En 2011 todavía no me había divorciado pero la idea de hacerlo empezaba a flotar en mi cabeza o, mejor dicho, no la idea, pero la sensación, la inquietud, la certeza no deseada de que algo no funcionaba estaba ahí ya. Quizá por eso copié este fragmento de un libro del que no recuerdo casi nada pero al que he vuelto en mis cuadernos para descubrir, entre otras cosas, que hace trece años tenía una letra más bonita, mis cuadernos eran rayados y escribía más pequeño: «Seamos sinceros. No hemos pasado mucho tiempo juntos. Parece que tú y yo hemos aprendido un montón de cosas desde la guerra: un montón de cosas que yo no quiero saber. Hemos aprendido a arrastrarnos de un día al siguiente sin experimentar más emoción verdadera que la angustia. Hemos aprendido a hacer el amor sin pasión. Hasta hemos aprendido a no pelearnos, ¿no es cierto?». (El hombre del traje gris, Sloan Wilson)

++++++++

## [Tarea planteada 1]
Indica si cada afirmación concuerda con el extracto de página y responde sí o no, citando textualmente las palabras que lo deciden: (a) En 2011 quien escribe ya se había divorciado. (b) Hace trece años quien escribe usaba cuadernos rayados. (c) Quien escribe recuerda casi todo el libro del que copió el fragmento.

## [Entradas proporcionadas]
++++++++

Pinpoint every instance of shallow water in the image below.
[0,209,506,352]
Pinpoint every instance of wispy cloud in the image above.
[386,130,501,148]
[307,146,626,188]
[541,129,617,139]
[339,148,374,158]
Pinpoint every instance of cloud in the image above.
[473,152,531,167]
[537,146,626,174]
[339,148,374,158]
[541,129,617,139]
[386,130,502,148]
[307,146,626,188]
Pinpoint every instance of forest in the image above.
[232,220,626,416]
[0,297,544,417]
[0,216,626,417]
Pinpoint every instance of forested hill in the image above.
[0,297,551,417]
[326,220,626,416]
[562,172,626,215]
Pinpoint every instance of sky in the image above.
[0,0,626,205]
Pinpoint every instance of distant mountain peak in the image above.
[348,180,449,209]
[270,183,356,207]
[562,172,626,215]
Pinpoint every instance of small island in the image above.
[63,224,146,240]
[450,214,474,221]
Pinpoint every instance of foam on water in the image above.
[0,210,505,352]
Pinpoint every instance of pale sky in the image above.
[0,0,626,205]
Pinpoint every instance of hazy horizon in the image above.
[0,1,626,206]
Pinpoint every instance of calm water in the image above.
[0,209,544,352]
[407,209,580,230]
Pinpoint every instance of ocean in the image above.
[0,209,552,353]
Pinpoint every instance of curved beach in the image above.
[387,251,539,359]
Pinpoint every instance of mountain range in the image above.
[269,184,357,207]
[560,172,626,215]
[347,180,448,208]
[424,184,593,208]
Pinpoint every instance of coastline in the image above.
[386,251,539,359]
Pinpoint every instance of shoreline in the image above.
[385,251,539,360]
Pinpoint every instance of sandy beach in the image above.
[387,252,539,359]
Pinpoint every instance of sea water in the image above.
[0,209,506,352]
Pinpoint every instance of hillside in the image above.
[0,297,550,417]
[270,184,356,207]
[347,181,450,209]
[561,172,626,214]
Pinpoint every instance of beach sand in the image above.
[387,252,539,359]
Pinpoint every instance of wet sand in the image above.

++++++++

## [Tarea planteada 2]
En las entradas, cambia «hillside» por «slope» y reescribe solo las líneas que van desde la que contiene «Pinpoint every instance of sea» hasta el final de las entradas, sin alterar nada más.

## [Resultado de tarea 1]
(a) No: «En 2011 todavía no me había divorciado».
(b) Sí: «mis cuadernos eran rayados».
(c) No: «un libro del que no recuerdo casi nada».

## [Resultado de tarea 2]
Pinpoint every instance of sea water in the image above.
[0,209,506,352]
Pinpoint every instance of slope in the image above.
[0,297,550,417]
[270,184,356,207]
[347,181,450,209]
[561,172,626,214]
Pinpoint every instance of beach sand in the image above.
[387,252,539,359]
Pinpoint every instance of wet sand in the image above.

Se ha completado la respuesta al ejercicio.